---- Given data
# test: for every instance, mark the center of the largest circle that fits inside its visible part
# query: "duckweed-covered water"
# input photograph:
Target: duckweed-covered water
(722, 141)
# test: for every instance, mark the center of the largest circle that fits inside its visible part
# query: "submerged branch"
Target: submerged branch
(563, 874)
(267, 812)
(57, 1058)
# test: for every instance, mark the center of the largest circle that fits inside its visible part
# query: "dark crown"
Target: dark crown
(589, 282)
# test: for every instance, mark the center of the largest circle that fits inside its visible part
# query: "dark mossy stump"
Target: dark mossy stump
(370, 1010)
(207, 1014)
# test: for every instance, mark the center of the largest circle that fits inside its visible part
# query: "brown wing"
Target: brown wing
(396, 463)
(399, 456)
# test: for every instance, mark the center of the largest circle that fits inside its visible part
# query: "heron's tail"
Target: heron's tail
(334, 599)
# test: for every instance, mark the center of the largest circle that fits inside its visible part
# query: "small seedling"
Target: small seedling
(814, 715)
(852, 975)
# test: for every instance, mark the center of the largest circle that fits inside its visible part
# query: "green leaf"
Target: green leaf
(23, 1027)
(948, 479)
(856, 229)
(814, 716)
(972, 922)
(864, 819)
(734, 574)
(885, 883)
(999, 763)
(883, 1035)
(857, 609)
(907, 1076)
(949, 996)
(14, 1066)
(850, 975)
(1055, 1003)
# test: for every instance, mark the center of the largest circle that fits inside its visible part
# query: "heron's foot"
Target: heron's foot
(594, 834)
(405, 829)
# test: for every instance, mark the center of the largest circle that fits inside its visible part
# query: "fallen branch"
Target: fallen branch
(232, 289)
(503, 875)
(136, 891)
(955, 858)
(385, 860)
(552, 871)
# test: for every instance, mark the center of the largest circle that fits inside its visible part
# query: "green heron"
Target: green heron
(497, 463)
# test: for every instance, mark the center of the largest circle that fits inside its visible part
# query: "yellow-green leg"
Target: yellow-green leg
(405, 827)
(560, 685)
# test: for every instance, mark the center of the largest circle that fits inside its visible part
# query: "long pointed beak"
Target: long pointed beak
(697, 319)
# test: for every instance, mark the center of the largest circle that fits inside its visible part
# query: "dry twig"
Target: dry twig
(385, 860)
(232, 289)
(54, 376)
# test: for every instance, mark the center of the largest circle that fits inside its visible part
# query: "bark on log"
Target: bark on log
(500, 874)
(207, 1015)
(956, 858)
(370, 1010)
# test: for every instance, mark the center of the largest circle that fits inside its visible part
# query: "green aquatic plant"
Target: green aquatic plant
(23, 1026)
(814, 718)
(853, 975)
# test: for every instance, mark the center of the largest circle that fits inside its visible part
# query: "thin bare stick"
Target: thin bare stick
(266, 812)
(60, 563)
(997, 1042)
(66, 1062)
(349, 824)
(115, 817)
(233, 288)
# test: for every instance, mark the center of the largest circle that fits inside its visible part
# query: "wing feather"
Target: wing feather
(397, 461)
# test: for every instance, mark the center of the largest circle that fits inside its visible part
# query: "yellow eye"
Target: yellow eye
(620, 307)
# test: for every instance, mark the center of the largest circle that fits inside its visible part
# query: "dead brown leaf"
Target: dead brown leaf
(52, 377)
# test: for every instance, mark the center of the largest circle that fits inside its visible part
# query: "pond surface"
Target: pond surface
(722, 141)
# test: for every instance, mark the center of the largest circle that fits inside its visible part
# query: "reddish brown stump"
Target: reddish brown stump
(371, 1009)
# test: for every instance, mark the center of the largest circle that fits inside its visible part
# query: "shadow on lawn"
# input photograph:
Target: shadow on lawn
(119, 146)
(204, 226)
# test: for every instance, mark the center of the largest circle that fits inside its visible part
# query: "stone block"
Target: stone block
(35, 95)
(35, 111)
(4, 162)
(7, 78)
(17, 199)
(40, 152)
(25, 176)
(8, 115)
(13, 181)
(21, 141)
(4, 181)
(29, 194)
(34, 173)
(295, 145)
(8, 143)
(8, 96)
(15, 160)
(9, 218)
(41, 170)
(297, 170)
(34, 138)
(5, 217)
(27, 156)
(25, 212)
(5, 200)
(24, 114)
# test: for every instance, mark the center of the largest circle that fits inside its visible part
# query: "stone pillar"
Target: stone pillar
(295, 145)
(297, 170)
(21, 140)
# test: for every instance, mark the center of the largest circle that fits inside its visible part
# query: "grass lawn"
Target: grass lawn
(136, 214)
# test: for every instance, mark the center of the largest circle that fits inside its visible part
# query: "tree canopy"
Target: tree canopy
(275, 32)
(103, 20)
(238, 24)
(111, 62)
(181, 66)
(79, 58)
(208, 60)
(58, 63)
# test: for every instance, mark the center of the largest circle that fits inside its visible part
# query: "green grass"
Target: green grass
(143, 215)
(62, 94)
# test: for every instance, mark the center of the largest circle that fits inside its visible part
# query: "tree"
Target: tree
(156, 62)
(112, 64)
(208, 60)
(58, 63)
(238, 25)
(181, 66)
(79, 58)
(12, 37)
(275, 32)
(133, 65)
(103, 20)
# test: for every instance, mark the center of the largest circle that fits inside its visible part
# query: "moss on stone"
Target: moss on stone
--------
▶ _Problem details_: Repeat each entry above exactly as shown.

▶ _Worked solution_:
# test: for every instance, mark the center of the largest circle that fits inside its visible part
# query: "duckweed-covered water"
# input photograph:
Target: duckweed-covered water
(722, 141)
# test: for every instance, mark the center of the largest circle that fits inside its visible part
# query: "submerged branch"
Target: submerged branch
(563, 874)
(267, 812)
(57, 1058)
# test: for every instance, mark the center of the largest circle that fits inside its visible part
# query: "dark crown"
Target: dark crown
(589, 282)
# test: for every instance, mark the center of the largest circle that fits inside its visible part
# query: "dark mossy stump"
Target: dark mossy stump
(370, 1010)
(207, 1014)
# test: for every instance, mark the center of the largest circle that fits inside its visible part
# query: "brown wing"
Target: brown wing
(396, 463)
(399, 456)
# test: for every instance, mark the center of the largest circle that fits inside its visible part
# query: "heron's tail"
Target: heron's tail
(334, 599)
# test: for every instance, mark the center of the largest circle that fits inside its visible part
# query: "small seedling"
Target: small seedling
(814, 715)
(852, 975)
# test: for every instance, mark the center of the largest circle that fits inside its visible part
# query: "green leaf"
Target: green leaf
(23, 1027)
(948, 479)
(856, 229)
(814, 716)
(972, 922)
(864, 819)
(734, 574)
(885, 883)
(999, 763)
(883, 1035)
(857, 609)
(907, 1076)
(949, 996)
(14, 1066)
(850, 975)
(1055, 1003)
# test: for every instance, mark the center of the largest circle that fits inside its visible part
# query: "heron's foot"
Target: heron's foot
(594, 834)
(405, 829)
# test: for every instance, mark the center of the largest circle that fits inside its visible part
# query: "fallen branch"
Target: fallen branch
(232, 289)
(503, 875)
(136, 891)
(955, 858)
(385, 860)
(552, 871)
# test: for every instance, mark the center of the largest circle that fits inside its visible part
# query: "green heron"
Target: green heron
(497, 463)
# test: for every instance, mark the center of the largest circle that fits inside its visible part
# query: "yellow-green leg"
Target: yellow-green leg
(405, 827)
(560, 685)
# test: for every instance, mark the center of the largest circle that fits inside its visible part
# query: "long pointed beak"
Target: long pointed beak
(697, 319)
# test: for every instance, mark the center of the largest circle that fits inside its visible part
# query: "dry twig"
Target: dry twig
(385, 860)
(232, 289)
(54, 376)
# test: for every instance, mark the center of the largest circle that fits inside its visible part
# query: "bark on log"
Target: bark on log
(500, 874)
(207, 1015)
(956, 858)
(370, 1010)
# test: for every instance, mark the center of the largest circle that fits inside its visible part
# query: "green aquatic plant"
Target: green aquatic plant
(23, 1026)
(814, 718)
(853, 975)
# test: for every instance, mark the center of the largest circle that fits inside its visible part
# query: "thin bare stick"
Target: thin bare stick
(266, 812)
(60, 563)
(997, 1042)
(66, 1062)
(349, 824)
(115, 817)
(233, 288)
# test: for every instance, mark the center of the largest circle that fits inside its visible part
# query: "wing feather"
Target: wing feather
(397, 461)
# test: for every instance, mark the center of the largest circle that fits inside its visible part
# query: "yellow eye"
Target: yellow eye
(620, 307)
# test: for every instance, mark the center of the largest circle that fits inside its visible part
# query: "dead brown leaf"
Target: dead brown leaf
(52, 377)
# test: for every instance, mark the center of the largest circle that fits inside its visible part
# query: "pond surface"
Target: pond surface
(722, 141)
# test: for every instance, mark the center of the largest circle that fits inside its visible part
# query: "reddish brown stump"
Target: reddish brown stump
(371, 1009)
# test: for every instance, mark the center of the largest circle that fits inside its visible part
# query: "shadow on lawn"
# input photograph:
Target: shadow on lawn
(119, 146)
(204, 226)
# test: for every instance, mark the center of the largest circle that fits inside its visible part
# query: "stone block"
Target: stone block
(35, 95)
(35, 111)
(4, 162)
(7, 78)
(17, 199)
(40, 152)
(25, 176)
(8, 115)
(13, 181)
(21, 141)
(4, 181)
(29, 194)
(34, 173)
(295, 145)
(8, 143)
(8, 96)
(15, 160)
(9, 218)
(41, 170)
(297, 170)
(34, 138)
(5, 217)
(27, 156)
(25, 212)
(5, 200)
(24, 114)
# test: for every instance, mark the center of the largest circle that fits inside its visible part
# query: "stone pillar"
Target: stone pillar
(295, 145)
(297, 170)
(21, 140)
# test: for every instance, mark the center of the largest circle that fits inside its visible part
# query: "grass lawn"
Target: grass lawn
(136, 214)
# test: for every instance, mark the center of the largest circle that fits inside its visible part
# query: "tree canopy"
Target: tree canopy
(275, 32)
(103, 20)
(238, 24)
(111, 62)
(181, 66)
(79, 58)
(208, 60)
(58, 63)
# test: for every instance, mark the center of the largest circle that fits inside its visible part
# query: "green grass"
Target: green grass
(143, 215)
(62, 94)
# test: for every instance, mark the center of the largest circle that fits inside its visible part
# query: "tree"
Target: tree
(156, 62)
(112, 64)
(208, 60)
(58, 63)
(238, 25)
(181, 66)
(79, 58)
(12, 37)
(275, 32)
(133, 65)
(103, 20)
# test: for every instance, mark the center of the largest circle that fits inside its visible part
# query: "moss on stone"
Target: moss on stone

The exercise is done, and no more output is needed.